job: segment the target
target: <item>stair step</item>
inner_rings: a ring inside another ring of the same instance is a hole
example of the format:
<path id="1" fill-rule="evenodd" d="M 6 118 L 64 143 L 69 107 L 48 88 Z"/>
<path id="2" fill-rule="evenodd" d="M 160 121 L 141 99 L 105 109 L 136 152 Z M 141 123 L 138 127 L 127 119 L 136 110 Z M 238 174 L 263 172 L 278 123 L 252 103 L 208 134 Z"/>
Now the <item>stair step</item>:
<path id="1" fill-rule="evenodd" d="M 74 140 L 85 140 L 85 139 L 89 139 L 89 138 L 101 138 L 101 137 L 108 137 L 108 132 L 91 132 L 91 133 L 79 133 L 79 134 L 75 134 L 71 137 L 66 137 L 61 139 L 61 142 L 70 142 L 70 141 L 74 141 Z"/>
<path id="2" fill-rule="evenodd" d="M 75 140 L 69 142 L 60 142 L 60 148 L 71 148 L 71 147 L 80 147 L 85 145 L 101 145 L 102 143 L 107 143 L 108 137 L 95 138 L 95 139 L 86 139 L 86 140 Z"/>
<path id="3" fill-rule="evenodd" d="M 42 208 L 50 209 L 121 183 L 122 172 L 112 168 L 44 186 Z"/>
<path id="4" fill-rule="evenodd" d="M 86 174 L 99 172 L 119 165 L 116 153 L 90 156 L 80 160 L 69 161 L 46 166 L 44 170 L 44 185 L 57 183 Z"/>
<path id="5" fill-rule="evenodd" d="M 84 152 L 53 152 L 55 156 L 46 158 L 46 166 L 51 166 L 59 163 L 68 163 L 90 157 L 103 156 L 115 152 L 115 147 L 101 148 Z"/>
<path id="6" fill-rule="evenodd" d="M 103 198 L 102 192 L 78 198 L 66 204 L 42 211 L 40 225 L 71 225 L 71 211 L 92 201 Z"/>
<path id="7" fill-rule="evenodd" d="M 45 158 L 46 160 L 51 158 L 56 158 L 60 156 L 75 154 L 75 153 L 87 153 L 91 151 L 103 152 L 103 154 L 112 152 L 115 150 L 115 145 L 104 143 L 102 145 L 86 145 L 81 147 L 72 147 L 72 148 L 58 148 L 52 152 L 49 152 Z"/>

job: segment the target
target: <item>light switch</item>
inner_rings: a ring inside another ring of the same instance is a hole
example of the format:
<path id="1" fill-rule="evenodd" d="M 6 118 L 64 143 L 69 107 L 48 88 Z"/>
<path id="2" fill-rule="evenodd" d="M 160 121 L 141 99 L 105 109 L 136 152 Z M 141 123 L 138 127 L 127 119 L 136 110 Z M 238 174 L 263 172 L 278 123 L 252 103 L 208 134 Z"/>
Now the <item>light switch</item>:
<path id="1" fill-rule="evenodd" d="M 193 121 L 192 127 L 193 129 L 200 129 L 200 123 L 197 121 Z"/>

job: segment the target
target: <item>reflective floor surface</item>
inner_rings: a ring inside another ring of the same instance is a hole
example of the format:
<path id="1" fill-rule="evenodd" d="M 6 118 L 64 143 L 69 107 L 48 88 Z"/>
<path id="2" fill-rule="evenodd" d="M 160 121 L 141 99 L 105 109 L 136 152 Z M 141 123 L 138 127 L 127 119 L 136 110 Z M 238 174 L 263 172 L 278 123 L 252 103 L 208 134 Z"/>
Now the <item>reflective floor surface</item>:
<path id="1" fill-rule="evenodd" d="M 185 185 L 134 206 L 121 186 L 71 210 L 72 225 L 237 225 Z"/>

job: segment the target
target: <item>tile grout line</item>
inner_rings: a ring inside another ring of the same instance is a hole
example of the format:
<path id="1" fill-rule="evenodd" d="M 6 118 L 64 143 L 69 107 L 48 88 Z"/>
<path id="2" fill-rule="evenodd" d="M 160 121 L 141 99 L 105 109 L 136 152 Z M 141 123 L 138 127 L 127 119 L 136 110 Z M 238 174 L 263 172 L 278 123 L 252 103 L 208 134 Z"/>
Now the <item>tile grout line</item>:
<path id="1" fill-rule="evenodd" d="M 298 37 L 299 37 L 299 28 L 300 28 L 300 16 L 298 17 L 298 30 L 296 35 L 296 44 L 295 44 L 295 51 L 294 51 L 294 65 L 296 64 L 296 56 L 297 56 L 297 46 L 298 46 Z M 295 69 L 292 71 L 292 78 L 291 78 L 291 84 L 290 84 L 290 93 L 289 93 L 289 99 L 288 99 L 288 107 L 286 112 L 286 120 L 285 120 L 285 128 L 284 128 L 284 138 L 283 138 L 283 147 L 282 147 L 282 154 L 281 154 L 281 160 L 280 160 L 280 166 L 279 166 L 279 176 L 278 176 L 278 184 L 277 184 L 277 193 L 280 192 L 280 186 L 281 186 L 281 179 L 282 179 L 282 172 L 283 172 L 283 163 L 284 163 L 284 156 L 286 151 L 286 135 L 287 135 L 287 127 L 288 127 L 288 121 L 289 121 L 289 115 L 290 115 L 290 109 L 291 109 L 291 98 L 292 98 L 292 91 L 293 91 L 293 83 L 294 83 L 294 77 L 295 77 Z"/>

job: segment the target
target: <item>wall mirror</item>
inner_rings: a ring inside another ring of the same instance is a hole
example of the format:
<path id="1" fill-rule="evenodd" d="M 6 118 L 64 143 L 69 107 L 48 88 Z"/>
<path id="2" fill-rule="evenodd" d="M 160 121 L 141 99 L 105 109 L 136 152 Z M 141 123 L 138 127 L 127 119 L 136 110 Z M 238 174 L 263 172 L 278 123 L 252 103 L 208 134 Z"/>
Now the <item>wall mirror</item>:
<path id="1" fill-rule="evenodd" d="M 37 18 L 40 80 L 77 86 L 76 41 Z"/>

::::

Aim: Please rename "job" to "task" everywhere it occurs in the material above, and return the full material with nothing else altered.

Task result:
task: segment the target
target: <item>stair step</item>
inner_rings: a ring inside another ring of the same instance is a hole
example of the format:
<path id="1" fill-rule="evenodd" d="M 6 118 L 64 143 L 69 107 L 48 88 Z"/>
<path id="2" fill-rule="evenodd" d="M 160 121 L 141 99 L 105 109 L 136 152 Z M 141 123 L 138 127 L 127 119 L 136 110 Z M 238 174 L 263 172 L 278 123 L 252 103 L 208 134 Z"/>
Now the <item>stair step</item>:
<path id="1" fill-rule="evenodd" d="M 74 140 L 85 140 L 85 139 L 89 139 L 89 138 L 101 138 L 101 137 L 108 137 L 108 132 L 91 132 L 91 133 L 79 133 L 79 134 L 75 134 L 71 137 L 66 137 L 61 139 L 61 142 L 70 142 L 70 141 L 74 141 Z"/>
<path id="2" fill-rule="evenodd" d="M 75 140 L 69 142 L 60 142 L 60 148 L 71 148 L 71 147 L 80 147 L 85 145 L 101 145 L 102 143 L 107 143 L 108 137 L 95 138 L 95 139 L 86 139 L 86 140 Z"/>
<path id="3" fill-rule="evenodd" d="M 42 208 L 50 209 L 121 183 L 122 172 L 112 168 L 44 186 Z"/>
<path id="4" fill-rule="evenodd" d="M 86 174 L 99 172 L 119 165 L 116 153 L 90 156 L 80 160 L 69 161 L 46 166 L 44 170 L 44 185 L 57 183 Z"/>
<path id="5" fill-rule="evenodd" d="M 84 152 L 53 152 L 55 156 L 46 158 L 46 166 L 51 166 L 59 163 L 68 163 L 90 157 L 103 156 L 115 152 L 115 147 L 101 148 Z"/>
<path id="6" fill-rule="evenodd" d="M 103 198 L 102 192 L 78 198 L 66 204 L 42 211 L 40 225 L 71 225 L 71 211 L 92 201 Z"/>
<path id="7" fill-rule="evenodd" d="M 45 158 L 46 160 L 51 158 L 56 158 L 60 156 L 75 154 L 75 153 L 87 153 L 91 151 L 103 152 L 103 154 L 112 152 L 115 150 L 115 145 L 104 143 L 102 145 L 86 145 L 81 147 L 72 147 L 72 148 L 58 148 L 52 152 L 49 152 Z"/>

task: segment the target
target: <item>light switch</item>
inner_rings: a ring inside another ring of the same instance is a hole
example of the format:
<path id="1" fill-rule="evenodd" d="M 6 118 L 64 143 L 69 107 L 48 88 Z"/>
<path id="2" fill-rule="evenodd" d="M 160 121 L 141 99 L 105 109 L 136 152 Z M 141 123 L 138 127 L 127 119 L 136 110 Z M 238 174 L 263 172 L 278 123 L 252 103 L 208 134 Z"/>
Now the <item>light switch</item>:
<path id="1" fill-rule="evenodd" d="M 193 121 L 192 127 L 193 129 L 200 129 L 200 123 L 197 121 Z"/>

task: segment the target
target: <item>reflective floor surface</item>
inner_rings: a ring inside another ring of the same instance is a hole
example of the format:
<path id="1" fill-rule="evenodd" d="M 6 118 L 64 143 L 69 107 L 48 88 Z"/>
<path id="2" fill-rule="evenodd" d="M 160 121 L 141 99 L 105 109 L 136 152 Z M 141 123 L 138 127 L 127 119 L 136 110 Z M 238 174 L 263 172 L 278 123 L 252 103 L 208 134 Z"/>
Now the <item>reflective floor surface</item>:
<path id="1" fill-rule="evenodd" d="M 185 185 L 134 206 L 121 186 L 71 210 L 72 225 L 237 225 Z"/>

task: segment the target
target: <item>tile grout line</item>
inner_rings: a ring inside another ring of the same instance is a hole
example of the format:
<path id="1" fill-rule="evenodd" d="M 6 118 L 64 143 L 69 107 L 48 88 Z"/>
<path id="2" fill-rule="evenodd" d="M 160 121 L 141 99 L 105 109 L 136 152 Z M 141 123 L 138 127 L 127 119 L 136 110 Z M 238 174 L 263 172 L 278 123 L 252 103 L 208 134 Z"/>
Now the <item>tile grout line</item>:
<path id="1" fill-rule="evenodd" d="M 298 37 L 299 37 L 299 28 L 300 28 L 300 16 L 298 17 L 298 30 L 296 35 L 296 44 L 295 44 L 295 51 L 294 51 L 294 65 L 296 64 L 296 56 L 297 56 L 297 46 L 298 46 Z M 295 69 L 292 71 L 292 78 L 291 78 L 291 84 L 290 84 L 290 93 L 289 93 L 289 99 L 288 99 L 288 107 L 286 112 L 286 120 L 285 120 L 285 128 L 284 128 L 284 138 L 283 138 L 283 147 L 282 147 L 282 154 L 281 154 L 281 160 L 280 160 L 280 166 L 279 166 L 279 176 L 278 176 L 278 184 L 277 184 L 277 193 L 280 192 L 280 186 L 281 186 L 281 179 L 282 179 L 282 172 L 283 172 L 283 163 L 284 163 L 284 156 L 286 151 L 286 135 L 287 135 L 287 127 L 288 127 L 288 121 L 289 121 L 289 115 L 290 115 L 290 109 L 291 109 L 291 98 L 292 98 L 292 91 L 293 91 L 293 83 L 294 83 L 294 77 L 295 77 Z"/>

task: segment the target
target: <item>wall mirror</item>
inner_rings: a ring inside another ring of the same instance is a hole
example of the format:
<path id="1" fill-rule="evenodd" d="M 6 118 L 64 143 L 69 107 L 48 88 Z"/>
<path id="2" fill-rule="evenodd" d="M 160 121 L 141 99 L 105 109 L 136 152 Z M 141 123 L 138 127 L 127 119 L 136 110 Z M 238 174 L 263 172 L 278 123 L 252 103 L 208 134 Z"/>
Now the <item>wall mirror</item>:
<path id="1" fill-rule="evenodd" d="M 37 18 L 40 80 L 77 86 L 76 41 Z"/>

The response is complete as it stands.